___ Data Tersedia
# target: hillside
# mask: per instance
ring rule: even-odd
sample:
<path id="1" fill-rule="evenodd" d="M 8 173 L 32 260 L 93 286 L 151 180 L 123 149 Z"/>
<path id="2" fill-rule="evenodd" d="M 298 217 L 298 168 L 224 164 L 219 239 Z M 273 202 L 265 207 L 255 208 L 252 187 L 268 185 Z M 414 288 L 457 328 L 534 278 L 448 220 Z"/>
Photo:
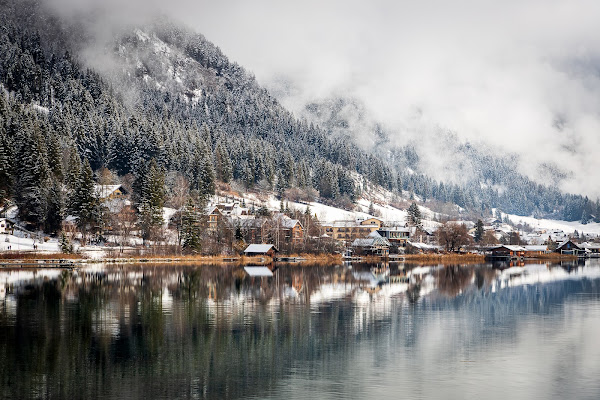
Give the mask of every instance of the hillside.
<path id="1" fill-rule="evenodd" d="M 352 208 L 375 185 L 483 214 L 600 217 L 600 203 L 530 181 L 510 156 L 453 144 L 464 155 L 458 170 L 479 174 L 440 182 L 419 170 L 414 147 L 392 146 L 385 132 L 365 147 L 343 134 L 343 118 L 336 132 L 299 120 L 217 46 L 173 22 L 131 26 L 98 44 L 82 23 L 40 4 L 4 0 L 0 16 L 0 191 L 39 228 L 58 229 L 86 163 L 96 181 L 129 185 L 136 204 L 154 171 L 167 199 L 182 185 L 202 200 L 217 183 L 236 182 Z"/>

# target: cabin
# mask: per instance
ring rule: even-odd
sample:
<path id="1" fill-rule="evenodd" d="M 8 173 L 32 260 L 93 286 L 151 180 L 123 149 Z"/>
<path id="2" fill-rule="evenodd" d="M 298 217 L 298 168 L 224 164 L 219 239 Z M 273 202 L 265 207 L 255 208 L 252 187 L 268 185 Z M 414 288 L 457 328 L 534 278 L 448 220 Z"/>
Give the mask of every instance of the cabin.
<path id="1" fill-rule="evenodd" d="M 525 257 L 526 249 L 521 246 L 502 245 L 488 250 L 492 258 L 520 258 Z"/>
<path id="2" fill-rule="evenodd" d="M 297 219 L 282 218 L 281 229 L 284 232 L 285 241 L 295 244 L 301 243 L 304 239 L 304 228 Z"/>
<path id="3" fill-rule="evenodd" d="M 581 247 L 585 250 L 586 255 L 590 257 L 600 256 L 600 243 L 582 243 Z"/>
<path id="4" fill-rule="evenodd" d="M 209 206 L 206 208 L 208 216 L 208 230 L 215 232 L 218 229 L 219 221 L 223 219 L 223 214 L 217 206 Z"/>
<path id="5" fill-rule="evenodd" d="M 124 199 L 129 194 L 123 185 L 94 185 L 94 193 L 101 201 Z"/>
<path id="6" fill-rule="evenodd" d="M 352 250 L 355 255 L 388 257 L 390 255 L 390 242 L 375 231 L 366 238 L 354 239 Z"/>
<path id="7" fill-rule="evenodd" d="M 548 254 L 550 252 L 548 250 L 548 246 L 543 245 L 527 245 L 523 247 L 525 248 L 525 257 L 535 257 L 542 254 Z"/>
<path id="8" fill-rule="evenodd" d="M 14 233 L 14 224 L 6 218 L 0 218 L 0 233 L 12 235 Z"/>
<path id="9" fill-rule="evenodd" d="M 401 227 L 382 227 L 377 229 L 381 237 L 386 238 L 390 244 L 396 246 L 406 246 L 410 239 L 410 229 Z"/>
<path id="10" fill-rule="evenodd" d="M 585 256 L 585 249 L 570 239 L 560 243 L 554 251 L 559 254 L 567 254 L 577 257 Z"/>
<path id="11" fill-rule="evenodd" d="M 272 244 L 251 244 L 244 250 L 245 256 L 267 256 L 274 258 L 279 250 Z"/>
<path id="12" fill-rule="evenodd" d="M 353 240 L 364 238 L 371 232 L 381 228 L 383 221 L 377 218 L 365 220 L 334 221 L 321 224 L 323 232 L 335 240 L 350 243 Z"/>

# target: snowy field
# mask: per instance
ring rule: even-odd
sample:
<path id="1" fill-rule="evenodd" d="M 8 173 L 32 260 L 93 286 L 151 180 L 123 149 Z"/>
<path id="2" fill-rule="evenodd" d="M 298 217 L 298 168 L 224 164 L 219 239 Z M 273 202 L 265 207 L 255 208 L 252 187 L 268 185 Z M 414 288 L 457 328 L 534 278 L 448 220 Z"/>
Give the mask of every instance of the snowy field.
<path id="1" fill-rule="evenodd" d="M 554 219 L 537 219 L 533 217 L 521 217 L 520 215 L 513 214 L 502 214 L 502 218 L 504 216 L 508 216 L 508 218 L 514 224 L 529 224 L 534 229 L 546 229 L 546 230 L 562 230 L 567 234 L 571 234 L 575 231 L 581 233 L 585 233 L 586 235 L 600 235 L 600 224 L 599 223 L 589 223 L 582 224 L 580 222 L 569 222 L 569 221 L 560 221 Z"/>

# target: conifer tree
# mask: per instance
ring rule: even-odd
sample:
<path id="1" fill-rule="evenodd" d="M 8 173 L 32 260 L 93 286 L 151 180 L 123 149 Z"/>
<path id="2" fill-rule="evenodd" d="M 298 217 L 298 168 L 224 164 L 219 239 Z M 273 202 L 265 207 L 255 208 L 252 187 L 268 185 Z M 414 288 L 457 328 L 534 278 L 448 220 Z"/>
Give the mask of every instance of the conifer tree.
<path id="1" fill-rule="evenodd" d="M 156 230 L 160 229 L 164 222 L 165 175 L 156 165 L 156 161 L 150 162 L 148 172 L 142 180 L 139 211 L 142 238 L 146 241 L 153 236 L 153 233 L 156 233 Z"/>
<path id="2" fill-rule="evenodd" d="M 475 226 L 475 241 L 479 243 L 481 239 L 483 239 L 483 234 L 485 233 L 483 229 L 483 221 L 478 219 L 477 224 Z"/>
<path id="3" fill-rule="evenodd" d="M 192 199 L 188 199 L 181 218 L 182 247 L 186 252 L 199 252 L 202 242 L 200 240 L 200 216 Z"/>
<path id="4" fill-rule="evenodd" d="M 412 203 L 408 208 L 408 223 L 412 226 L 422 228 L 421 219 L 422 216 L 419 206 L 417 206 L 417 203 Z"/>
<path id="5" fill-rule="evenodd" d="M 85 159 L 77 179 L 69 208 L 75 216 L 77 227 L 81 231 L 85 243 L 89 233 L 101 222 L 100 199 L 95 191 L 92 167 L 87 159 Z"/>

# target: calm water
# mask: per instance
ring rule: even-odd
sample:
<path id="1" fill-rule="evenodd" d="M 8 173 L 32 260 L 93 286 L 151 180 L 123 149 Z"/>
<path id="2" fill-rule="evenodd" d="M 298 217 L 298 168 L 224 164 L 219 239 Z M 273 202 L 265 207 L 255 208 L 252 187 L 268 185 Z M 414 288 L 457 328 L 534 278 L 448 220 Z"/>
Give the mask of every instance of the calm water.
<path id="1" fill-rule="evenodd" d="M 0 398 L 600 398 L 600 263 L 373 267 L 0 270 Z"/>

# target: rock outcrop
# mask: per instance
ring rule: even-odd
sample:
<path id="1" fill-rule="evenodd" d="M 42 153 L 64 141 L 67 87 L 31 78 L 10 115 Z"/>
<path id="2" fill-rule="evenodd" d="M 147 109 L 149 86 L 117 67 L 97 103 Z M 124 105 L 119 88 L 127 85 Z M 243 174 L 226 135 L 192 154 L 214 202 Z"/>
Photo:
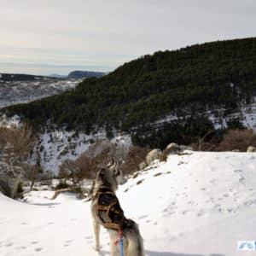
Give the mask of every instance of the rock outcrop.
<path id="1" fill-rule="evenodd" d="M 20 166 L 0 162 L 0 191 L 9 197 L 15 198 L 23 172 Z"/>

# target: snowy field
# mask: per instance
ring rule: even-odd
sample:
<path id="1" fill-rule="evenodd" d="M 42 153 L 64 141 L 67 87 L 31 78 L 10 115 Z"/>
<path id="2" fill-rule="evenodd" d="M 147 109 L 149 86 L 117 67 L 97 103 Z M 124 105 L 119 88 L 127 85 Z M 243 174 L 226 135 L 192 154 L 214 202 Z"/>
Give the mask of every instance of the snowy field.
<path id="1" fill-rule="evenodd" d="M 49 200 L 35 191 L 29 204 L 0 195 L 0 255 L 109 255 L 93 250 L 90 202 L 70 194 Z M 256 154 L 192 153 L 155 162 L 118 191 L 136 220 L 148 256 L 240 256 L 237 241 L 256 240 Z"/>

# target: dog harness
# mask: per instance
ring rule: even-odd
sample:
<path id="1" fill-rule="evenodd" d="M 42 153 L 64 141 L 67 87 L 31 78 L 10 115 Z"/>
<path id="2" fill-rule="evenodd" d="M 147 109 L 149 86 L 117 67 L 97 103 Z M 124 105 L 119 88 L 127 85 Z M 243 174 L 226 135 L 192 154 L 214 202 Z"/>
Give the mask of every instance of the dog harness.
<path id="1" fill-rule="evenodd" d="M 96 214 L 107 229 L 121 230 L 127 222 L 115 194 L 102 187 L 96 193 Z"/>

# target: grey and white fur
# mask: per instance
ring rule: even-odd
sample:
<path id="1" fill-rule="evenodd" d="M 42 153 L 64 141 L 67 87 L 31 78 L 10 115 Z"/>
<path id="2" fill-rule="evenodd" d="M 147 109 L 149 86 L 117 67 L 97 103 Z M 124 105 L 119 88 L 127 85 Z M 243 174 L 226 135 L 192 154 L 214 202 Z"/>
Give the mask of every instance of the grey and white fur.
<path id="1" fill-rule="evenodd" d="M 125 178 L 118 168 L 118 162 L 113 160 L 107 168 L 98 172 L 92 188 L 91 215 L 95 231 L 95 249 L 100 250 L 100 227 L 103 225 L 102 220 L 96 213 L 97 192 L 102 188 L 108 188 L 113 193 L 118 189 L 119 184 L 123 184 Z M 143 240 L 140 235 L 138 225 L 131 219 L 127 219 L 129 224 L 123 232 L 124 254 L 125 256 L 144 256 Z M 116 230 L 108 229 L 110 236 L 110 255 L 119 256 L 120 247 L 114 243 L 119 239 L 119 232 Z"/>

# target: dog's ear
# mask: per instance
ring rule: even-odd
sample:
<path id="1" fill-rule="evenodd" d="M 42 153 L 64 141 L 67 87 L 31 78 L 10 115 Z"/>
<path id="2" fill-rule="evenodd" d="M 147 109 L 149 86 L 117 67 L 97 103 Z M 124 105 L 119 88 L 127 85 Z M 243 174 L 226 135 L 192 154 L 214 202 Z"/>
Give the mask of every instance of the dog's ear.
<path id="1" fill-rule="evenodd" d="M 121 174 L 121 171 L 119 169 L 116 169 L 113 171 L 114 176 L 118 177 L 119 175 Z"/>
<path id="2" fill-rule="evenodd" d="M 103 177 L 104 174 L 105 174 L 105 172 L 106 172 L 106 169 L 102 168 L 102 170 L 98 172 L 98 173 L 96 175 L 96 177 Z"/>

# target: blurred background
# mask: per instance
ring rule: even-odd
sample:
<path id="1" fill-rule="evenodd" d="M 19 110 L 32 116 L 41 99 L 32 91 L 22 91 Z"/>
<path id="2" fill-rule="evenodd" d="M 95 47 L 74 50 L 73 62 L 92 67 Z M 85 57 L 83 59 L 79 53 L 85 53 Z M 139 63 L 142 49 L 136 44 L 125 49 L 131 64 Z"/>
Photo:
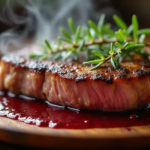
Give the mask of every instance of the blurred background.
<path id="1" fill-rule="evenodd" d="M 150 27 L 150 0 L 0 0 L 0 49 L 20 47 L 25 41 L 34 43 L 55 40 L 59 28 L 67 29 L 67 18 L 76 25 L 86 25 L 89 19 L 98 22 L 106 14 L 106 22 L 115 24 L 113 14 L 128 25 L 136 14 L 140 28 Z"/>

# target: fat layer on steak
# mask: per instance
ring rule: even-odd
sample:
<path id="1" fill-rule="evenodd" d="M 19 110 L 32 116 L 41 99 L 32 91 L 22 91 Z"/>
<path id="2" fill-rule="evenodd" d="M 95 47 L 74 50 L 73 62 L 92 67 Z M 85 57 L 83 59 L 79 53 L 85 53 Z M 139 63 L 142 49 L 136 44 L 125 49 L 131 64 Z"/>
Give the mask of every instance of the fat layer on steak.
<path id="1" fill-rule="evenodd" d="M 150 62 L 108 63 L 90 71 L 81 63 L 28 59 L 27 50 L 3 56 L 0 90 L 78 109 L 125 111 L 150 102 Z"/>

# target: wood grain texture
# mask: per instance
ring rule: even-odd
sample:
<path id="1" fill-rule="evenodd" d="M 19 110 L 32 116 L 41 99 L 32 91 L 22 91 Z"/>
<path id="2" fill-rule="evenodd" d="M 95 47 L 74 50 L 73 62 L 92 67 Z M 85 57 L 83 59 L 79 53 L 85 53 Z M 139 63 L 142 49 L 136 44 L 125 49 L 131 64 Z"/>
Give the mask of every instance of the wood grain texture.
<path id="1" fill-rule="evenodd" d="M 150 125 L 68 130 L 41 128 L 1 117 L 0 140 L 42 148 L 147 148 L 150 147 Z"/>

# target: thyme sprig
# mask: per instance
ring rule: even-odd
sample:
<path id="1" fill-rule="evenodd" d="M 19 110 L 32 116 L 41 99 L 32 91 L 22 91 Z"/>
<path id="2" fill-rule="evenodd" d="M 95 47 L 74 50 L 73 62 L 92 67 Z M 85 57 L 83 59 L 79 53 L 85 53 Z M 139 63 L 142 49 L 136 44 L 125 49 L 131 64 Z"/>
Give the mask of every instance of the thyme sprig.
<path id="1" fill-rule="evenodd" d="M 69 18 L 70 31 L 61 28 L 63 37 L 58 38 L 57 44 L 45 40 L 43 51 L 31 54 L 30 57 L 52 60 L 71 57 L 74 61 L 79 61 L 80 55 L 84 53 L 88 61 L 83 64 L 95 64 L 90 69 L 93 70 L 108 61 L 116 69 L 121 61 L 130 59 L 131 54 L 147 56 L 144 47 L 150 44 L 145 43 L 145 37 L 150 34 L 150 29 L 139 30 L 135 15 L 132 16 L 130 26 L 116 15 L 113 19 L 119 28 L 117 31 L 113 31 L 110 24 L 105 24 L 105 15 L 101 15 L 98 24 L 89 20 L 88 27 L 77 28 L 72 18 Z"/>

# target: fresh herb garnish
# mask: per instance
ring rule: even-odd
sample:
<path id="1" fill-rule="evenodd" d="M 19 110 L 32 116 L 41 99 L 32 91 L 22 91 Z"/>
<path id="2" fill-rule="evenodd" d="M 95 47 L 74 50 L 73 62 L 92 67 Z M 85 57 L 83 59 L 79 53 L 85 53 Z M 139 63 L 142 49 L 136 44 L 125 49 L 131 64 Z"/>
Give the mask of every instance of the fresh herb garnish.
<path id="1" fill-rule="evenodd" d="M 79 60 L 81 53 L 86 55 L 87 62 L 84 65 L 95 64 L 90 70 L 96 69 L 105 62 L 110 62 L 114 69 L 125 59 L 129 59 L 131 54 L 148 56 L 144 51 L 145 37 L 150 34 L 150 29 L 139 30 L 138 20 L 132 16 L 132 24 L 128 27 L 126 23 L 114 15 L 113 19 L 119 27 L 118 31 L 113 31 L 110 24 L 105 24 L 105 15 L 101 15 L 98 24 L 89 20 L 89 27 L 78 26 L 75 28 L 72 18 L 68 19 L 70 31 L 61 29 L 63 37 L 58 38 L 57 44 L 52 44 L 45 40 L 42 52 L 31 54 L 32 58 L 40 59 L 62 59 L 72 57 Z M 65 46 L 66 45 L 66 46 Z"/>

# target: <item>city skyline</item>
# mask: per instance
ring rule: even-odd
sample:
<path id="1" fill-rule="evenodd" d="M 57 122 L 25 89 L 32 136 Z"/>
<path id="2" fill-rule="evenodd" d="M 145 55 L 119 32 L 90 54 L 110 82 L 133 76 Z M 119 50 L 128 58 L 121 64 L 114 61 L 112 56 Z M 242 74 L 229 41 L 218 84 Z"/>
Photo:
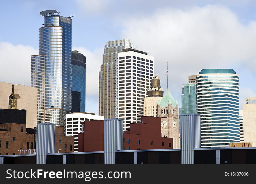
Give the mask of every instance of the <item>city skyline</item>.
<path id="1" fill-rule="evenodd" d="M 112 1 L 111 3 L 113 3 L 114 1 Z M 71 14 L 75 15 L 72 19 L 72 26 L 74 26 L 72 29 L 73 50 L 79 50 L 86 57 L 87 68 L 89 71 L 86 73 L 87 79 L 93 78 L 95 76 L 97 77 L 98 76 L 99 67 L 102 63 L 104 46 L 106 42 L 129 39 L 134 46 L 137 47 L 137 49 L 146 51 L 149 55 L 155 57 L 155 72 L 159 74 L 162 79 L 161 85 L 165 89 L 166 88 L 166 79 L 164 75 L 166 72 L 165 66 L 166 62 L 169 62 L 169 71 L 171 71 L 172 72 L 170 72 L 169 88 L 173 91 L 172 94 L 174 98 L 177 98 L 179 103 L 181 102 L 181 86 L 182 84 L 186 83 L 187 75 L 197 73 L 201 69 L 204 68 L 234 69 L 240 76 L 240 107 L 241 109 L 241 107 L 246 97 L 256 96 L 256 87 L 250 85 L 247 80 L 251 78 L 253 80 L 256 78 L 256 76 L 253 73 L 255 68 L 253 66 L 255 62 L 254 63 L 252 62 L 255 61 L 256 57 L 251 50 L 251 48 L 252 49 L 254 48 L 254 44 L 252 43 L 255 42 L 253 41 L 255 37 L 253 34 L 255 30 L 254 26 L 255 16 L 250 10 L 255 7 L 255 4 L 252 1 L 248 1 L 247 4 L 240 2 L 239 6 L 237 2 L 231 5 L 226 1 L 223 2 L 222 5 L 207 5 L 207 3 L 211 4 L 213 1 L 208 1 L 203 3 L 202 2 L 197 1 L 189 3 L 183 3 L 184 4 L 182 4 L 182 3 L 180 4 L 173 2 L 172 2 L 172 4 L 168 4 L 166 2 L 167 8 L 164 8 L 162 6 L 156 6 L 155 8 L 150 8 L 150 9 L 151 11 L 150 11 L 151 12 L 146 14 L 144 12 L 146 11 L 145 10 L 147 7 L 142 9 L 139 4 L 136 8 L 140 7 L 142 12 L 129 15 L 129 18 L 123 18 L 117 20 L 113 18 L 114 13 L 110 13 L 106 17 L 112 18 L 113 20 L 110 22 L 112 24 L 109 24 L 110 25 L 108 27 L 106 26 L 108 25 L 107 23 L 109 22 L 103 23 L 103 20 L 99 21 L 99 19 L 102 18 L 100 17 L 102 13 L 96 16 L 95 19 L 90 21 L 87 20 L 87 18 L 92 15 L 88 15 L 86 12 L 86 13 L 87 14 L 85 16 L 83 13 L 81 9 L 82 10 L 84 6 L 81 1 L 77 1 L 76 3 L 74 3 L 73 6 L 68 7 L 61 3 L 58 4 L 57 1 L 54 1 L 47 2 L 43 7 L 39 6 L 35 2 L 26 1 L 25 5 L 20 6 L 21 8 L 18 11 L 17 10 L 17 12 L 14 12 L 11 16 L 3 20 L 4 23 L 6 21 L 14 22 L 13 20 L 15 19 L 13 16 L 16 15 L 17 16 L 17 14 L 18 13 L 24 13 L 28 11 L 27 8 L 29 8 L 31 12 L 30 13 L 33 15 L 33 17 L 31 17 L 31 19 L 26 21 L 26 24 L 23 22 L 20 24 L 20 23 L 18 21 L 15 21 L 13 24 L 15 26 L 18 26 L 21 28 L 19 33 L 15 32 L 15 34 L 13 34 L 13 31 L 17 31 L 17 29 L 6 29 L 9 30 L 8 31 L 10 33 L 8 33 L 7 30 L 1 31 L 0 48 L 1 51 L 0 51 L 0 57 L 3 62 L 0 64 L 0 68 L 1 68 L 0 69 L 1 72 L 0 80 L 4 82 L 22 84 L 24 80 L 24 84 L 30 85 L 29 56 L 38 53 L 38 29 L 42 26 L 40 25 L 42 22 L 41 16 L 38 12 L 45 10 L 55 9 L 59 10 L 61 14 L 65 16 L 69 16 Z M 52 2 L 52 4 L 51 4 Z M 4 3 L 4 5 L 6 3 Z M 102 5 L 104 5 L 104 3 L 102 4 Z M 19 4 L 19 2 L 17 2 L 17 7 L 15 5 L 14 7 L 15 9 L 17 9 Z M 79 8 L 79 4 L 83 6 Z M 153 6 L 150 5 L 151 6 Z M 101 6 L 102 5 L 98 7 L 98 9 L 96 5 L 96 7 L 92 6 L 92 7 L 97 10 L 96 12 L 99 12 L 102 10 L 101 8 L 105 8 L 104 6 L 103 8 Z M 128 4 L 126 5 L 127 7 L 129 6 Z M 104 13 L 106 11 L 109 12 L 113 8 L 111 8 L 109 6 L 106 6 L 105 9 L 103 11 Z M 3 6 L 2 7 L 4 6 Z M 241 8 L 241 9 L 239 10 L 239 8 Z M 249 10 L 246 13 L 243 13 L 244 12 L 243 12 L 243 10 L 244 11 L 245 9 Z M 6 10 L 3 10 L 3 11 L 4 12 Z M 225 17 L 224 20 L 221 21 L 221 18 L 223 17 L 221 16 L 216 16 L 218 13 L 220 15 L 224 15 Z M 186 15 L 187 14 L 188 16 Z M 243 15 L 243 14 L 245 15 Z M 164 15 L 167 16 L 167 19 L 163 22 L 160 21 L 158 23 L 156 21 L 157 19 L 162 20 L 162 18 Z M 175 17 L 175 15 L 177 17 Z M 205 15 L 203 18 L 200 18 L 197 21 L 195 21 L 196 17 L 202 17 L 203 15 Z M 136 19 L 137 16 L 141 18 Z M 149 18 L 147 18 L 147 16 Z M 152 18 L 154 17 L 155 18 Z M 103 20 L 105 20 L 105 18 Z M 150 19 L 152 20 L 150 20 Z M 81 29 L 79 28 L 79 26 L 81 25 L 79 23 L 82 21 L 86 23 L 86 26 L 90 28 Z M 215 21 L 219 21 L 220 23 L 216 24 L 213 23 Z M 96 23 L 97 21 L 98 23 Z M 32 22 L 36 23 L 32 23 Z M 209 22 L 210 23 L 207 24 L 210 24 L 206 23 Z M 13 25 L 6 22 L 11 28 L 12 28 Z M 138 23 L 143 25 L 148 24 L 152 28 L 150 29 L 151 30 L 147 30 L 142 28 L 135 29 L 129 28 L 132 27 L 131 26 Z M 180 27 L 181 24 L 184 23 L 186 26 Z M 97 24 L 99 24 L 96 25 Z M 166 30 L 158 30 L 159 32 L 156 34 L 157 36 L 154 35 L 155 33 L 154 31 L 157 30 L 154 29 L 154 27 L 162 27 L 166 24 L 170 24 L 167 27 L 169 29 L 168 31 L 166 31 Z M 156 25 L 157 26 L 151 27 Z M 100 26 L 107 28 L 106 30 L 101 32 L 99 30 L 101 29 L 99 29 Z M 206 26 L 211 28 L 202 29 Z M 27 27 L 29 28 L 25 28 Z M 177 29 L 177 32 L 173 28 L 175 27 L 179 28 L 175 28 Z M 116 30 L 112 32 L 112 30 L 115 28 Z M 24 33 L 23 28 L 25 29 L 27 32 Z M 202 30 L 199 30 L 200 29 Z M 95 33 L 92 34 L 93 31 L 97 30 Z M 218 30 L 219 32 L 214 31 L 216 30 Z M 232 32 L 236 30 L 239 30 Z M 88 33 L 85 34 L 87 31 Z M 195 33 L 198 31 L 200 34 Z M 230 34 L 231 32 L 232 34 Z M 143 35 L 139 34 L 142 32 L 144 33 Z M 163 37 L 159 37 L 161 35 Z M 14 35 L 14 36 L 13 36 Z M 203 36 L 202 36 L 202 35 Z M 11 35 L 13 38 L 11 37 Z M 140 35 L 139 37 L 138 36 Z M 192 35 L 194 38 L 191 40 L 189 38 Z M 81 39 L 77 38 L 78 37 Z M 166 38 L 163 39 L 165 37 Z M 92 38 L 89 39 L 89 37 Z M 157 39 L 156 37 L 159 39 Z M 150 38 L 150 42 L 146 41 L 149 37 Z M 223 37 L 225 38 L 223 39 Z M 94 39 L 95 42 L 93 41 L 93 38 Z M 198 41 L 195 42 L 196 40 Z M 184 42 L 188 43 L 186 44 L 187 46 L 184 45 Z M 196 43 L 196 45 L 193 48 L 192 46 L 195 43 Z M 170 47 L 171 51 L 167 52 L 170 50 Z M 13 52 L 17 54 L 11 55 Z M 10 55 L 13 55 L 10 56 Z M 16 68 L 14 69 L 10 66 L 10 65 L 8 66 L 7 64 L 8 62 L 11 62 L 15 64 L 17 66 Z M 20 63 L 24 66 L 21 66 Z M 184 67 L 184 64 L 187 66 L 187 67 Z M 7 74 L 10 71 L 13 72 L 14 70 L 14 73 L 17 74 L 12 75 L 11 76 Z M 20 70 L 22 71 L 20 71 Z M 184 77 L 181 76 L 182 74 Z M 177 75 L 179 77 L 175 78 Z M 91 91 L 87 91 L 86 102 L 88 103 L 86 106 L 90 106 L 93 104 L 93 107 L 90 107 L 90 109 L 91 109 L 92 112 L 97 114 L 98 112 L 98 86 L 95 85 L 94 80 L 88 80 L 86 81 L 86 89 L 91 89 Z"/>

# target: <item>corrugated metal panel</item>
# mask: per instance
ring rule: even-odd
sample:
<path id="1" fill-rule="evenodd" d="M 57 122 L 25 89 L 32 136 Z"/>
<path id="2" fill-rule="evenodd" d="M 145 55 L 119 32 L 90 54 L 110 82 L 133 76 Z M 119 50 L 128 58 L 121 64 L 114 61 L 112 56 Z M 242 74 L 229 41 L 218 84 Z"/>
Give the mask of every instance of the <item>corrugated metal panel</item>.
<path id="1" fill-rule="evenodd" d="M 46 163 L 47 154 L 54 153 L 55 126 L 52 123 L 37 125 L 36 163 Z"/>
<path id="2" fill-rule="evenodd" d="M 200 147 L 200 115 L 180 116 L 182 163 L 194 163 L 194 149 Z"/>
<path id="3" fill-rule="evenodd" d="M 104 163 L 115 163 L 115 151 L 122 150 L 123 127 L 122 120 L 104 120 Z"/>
______
Tuliskan kembali baris-baris data di atas persis seperti adanya, mulai dari baris yang memuat "# target: blurred background" dan berakhir pada baris yang memuat "150 62 L 108", dengan kedua baris tersebut ikut disertakan. Jangan cantumkan gambar dalam jawaban.

◆ **Jawaban Akhir**
# target: blurred background
# mask: per instance
ring rule: even-odd
sample:
<path id="1" fill-rule="evenodd" d="M 19 110 L 32 116 L 41 99 L 32 91 L 22 91 Z"/>
<path id="2" fill-rule="evenodd" d="M 95 47 L 74 50 L 73 62 L 92 67 Z M 85 57 L 83 59 L 79 53 L 85 53 Z M 139 63 L 142 49 L 136 44 L 125 49 L 131 64 Z"/>
Photo:
Give the mask of every instance of the blurred background.
<path id="1" fill-rule="evenodd" d="M 150 27 L 150 0 L 0 0 L 0 49 L 20 47 L 25 41 L 34 43 L 55 40 L 59 28 L 67 29 L 67 18 L 76 25 L 86 25 L 89 19 L 98 22 L 106 14 L 106 22 L 115 24 L 113 14 L 128 25 L 136 14 L 140 28 Z"/>

# target: fat layer on steak
# mask: per instance
ring rule: even-odd
sample:
<path id="1" fill-rule="evenodd" d="M 19 110 L 32 116 L 41 99 L 32 91 L 22 91 Z"/>
<path id="2" fill-rule="evenodd" d="M 95 47 L 74 50 L 73 62 L 92 67 Z M 85 57 L 83 59 L 79 53 L 85 53 Z M 139 63 L 142 49 L 136 44 L 125 49 L 131 64 Z"/>
Give the mask of every instance of the fat layer on steak.
<path id="1" fill-rule="evenodd" d="M 150 62 L 108 63 L 90 71 L 81 63 L 28 59 L 27 50 L 3 56 L 0 90 L 78 109 L 125 111 L 150 102 Z"/>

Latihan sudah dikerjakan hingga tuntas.